- [SET TASK]
Copy the full set of lines exactly as given.

- [RECORD EXTRACTS]
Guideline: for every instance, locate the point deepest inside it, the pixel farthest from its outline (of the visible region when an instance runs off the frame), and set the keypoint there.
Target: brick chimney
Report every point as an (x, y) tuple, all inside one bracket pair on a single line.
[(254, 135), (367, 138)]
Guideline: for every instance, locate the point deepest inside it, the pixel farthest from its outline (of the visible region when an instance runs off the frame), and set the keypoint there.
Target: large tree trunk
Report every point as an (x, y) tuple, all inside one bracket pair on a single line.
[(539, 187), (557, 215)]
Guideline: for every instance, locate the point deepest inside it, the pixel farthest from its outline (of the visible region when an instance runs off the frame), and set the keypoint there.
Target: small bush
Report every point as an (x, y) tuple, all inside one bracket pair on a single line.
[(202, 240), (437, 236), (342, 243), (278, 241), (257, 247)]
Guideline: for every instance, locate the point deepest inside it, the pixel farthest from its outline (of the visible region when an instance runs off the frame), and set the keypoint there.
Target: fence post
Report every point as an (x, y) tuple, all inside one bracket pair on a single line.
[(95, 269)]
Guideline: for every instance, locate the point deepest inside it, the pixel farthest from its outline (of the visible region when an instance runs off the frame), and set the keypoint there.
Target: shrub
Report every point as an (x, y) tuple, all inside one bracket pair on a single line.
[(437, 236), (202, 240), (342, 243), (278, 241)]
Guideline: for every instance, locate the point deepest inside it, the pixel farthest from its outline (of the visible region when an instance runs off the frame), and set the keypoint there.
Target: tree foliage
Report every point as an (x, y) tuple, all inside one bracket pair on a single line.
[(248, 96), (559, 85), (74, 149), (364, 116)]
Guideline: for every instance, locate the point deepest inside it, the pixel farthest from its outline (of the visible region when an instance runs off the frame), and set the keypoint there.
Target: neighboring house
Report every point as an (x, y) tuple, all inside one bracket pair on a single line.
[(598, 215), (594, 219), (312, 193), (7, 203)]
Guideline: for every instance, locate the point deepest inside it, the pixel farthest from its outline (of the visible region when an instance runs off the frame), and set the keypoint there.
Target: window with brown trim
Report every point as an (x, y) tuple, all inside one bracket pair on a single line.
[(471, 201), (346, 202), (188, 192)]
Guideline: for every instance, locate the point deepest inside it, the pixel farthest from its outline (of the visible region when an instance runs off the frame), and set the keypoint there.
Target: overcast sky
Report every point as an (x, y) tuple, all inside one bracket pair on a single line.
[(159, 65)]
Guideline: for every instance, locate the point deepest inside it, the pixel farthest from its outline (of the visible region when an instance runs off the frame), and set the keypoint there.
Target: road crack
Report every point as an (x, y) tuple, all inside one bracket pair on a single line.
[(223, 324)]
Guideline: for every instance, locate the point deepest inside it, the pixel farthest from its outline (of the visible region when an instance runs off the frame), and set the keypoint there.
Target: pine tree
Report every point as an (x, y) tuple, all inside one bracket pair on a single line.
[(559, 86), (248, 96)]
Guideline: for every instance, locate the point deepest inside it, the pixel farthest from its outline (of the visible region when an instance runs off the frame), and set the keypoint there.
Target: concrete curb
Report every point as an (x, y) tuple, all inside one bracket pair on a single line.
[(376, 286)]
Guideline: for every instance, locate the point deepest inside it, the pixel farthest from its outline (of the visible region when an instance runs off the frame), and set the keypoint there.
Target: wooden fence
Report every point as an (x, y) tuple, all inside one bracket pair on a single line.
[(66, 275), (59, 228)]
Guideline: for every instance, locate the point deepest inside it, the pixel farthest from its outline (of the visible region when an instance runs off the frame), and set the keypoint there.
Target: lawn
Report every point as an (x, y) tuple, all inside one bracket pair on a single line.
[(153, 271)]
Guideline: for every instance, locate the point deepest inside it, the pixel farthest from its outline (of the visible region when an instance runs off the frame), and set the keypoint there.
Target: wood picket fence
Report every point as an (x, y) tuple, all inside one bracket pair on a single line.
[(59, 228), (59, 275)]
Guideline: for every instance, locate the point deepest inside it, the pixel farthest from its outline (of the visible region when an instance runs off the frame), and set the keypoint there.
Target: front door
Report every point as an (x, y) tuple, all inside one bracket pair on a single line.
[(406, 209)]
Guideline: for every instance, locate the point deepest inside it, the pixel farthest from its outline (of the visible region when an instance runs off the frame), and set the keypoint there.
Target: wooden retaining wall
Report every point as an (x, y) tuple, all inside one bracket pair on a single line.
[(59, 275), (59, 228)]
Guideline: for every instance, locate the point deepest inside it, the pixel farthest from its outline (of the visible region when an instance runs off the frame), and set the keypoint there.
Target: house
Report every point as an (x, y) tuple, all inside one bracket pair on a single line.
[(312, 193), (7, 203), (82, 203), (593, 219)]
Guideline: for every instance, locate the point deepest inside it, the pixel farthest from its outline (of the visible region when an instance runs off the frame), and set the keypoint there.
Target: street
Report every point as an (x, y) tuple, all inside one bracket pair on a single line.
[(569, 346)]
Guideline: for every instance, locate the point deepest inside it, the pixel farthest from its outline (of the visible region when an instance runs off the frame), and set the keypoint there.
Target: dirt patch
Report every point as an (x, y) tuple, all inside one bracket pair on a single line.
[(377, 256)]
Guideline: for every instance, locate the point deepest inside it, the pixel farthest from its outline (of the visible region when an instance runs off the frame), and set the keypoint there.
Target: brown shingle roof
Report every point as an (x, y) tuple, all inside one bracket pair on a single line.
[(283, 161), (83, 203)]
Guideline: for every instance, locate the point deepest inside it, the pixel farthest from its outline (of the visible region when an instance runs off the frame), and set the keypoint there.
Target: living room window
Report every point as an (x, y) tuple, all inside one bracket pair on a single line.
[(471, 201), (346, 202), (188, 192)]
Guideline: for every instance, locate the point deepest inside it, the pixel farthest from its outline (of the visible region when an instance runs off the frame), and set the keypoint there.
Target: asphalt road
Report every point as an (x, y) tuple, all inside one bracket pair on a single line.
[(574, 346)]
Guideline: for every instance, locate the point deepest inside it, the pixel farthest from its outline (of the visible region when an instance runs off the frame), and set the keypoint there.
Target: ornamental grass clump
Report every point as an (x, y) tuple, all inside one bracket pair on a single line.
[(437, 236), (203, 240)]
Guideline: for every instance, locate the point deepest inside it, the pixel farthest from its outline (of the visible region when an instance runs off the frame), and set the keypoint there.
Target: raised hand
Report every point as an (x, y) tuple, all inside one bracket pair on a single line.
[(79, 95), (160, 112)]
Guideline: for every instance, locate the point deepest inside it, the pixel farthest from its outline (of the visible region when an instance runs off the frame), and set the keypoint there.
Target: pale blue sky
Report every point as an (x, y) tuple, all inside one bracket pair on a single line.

- [ANSWER TO THE EXERCISE]
Guideline: for every instance, locate the point deepest inside it, the pixel farthest from its outline (of the visible region when an instance runs off the frame), and set the keypoint there.
Target: brick chimney
Report every point as an (x, y) tuple, all inside one bracket pair on a single line.
[(254, 135), (367, 138)]
Guideline: for every instance, locate the point deepest inside it, the pixel farthest from its outline (of the visible region when an instance runs off the frame), and set the keypoint there.
Target: large tree trunk
Report every point as an (x, y) tuple, all inside one bracket pair on a single line.
[(539, 187), (557, 215)]
Guideline: for every instance, locate the point deepest inside it, the pixel farthest from its outline (of the visible region when an instance runs off the frame), and set the keypoint there.
Target: small bush
Report every point as an (x, y) tuple, all inside one bracket pair on a single line.
[(202, 240), (437, 236), (342, 243), (278, 241), (257, 247)]
Guideline: for every instance, locate the point deepest inside it, the pixel farthest from its outline (of the visible region when an instance runs off the frame), and set the keypoint there.
Target: fence post
Report every point as an (x, y) tuple, all inside one bracket pair on a single line.
[(95, 269)]
Guideline: for every instance, locate the point deepest inside it, the pixel farthest from its outline (of the visible region when an instance runs off the frame), and set the keypoint there.
Target: shrub
Report every point as an (x, y) tuple, all inside one bracket pair on a single line.
[(437, 236), (202, 240), (342, 243), (278, 241)]
Guideline: for every instance, locate the point deepest inside it, the pixel farthest from its outline (of the visible region when an instance runs off the frame), and set the keypoint there.
Target: tree foliage
Report every point as an (x, y) tuple, all inside one bracket pair on a single line.
[(248, 96), (559, 85), (74, 149), (364, 116)]
Guideline: for every instance, locate the point deepest inside it, the pixel farthest from its outline (of the visible region when an instance runs off the frame), and set the keypoint there.
Target: neighboring house
Report every point as an (x, y) tuple, all inside one bracket pair on a single line.
[(598, 215), (594, 219), (312, 193), (7, 203)]
Guideline: for every instance, locate the point deepest inside it, the pixel farthest from its outline (of the visible region when an instance runs off the frame), and set the keypoint there.
Target: window with brown trim
Report every point as an (x, y) tuple, all inside one bracket pair on a single line.
[(471, 201), (346, 202), (188, 192)]
Guideline: for every instance, locate the point deepest inside it, the pixel farthest from its outline (of the visible region when an instance runs off the frame), and set the keypoint there.
Target: overcast sky
Report every point as an (x, y) tuple, all inside one bracket pair on a single line.
[(159, 65)]
Guideline: for every instance, locate the point deepest inside it, the pixel farthest from its outline (of the visible region when an instance runs off the frame), and set the keypoint there.
Target: road crack
Report every point as an (x, y) tuple, all inside one bracket pair on a single line.
[(223, 324)]
Guideline: for every instance, locate the point deepest inside it, the pixel farthest from its outline (of the visible region when an instance runs off the frame), and set the keypoint there.
Target: pine tree
Report every point as an (x, y) tuple, all inside one bracket pair on a single line.
[(559, 86), (248, 96)]
Guideline: for every instance, locate the point deepest inside it, the pixel farthest from its outline (of the visible region when an instance runs off the frame), and set the keypoint there.
Target: concrete curb
Report every point as an (x, y) tuple, all inside one bracket pair on a single line.
[(376, 286)]
Guideline: for every instance, locate the point deepest inside it, the pixel farthest from its outline (of the visible region when an instance runs off the frame), and set the keypoint there.
Target: wooden fence
Report every point as an (x, y) tuple, all inside one bracket pair on a single line.
[(66, 275), (59, 228)]
Guideline: for every instance, locate the point deepest inside it, the pixel farthest from its outline (of the visible region when an instance runs off the frame), and set the keypoint there.
Target: lawn
Report every point as an (x, y) tuple, all inside one bracket pair on a single line.
[(153, 271)]
Guideline: for every instance, locate the point deepest inside it, the pixel farthest from its outline (of the visible region when an instance runs off the frame), and set the keypoint there.
Target: wood picket fence
Report every point as an (x, y) tuple, all inside one bracket pair on a single line.
[(59, 228), (59, 275)]
Guideline: for every instance, locate the point deepest inside it, the pixel farthest from its outline (of the visible region when an instance runs off the frame), and set the keypoint there.
Target: front door
Report every point as an (x, y) tuple, all inside one bracket pair on a single line.
[(406, 209)]
Guideline: for every instance, locate the point deepest inside it, the pixel farthest from its outline (of the visible region when an instance runs off the frame), and set the keypoint there.
Target: wooden retaining wall
Report every point as an (x, y) tuple, all inside one bracket pair on a single line.
[(59, 275), (59, 228)]
Guideline: for every instance, locate the point deepest inside it, the pixel farthest from its outline (of the visible region when an instance runs off the frame), and set the keypoint there.
Target: house
Report every point as an (x, y) tuple, all inside one bracket pair on a single line.
[(312, 193), (7, 203), (82, 203), (593, 219)]
Guideline: for every instance, locate the point deepest inside it, the pixel farthest from its outline (of the visible region when an instance runs off the frame), and set the keypoint there.
Target: street
Report every point as an (x, y) tuple, all inside one bracket pair on a single line.
[(569, 346)]
Guideline: for every instance, locate the point deepest inside it, the pixel farthest from its outline (of the visible region when an instance runs off the frame), and set the keypoint there.
Target: dirt patch
Report every point as an (x, y) tuple, all inside one bracket pair on a single line.
[(377, 256)]
Guideline: for every instance, locate the point deepest inside it, the pixel farthest from its outline (of the visible region when an instance runs off the frame), and set the keypoint there.
Target: brown shingle roof
Report every point as an (x, y) tuple, all inside one bracket pair on a single line.
[(283, 161), (83, 203)]
Guideline: for every instance, locate the point deepest inside it, the pixel farthest from its outline (of the visible region when an instance runs off the frame), and set the keypoint there.
Target: living room window
Report every point as an (x, y) tuple, all inside one bracket pair on a single line.
[(471, 201), (346, 202), (188, 192)]
Guideline: for every instance, locate the point deepest inside it, the pixel farthest from its outline (of the visible region when an instance runs off the frame), and set the keypoint there.
Target: asphalt road
Report every point as an (x, y) tuple, all inside one bracket pair on a single line.
[(574, 346)]
Guideline: for every instance, locate the point deepest inside it, the pixel farthest from its outline (of the visible region when an instance runs off the frame), and set the keypoint there.
Target: ornamental grass clump
Report every point as an (x, y) tuple, all inside one bracket pair on a single line.
[(437, 236), (203, 240)]
Guideline: for every instance, locate the point deepest inside it, the pixel farthest from its outline (of the visible region when an instance runs off the frame), and set the keypoint there.
Target: raised hand
Report every point as an (x, y) tuple, all inside one bracket pair on a single line.
[(79, 95), (160, 112)]
Guideline: for every instance, locate the point deepest inside it, the pixel farthest from its outline (of the visible region when an instance runs off the frame), and set the keypoint there.
Target: pale blue sky
Report every point as an (x, y) tuple, all inside one bracket pair on a single line.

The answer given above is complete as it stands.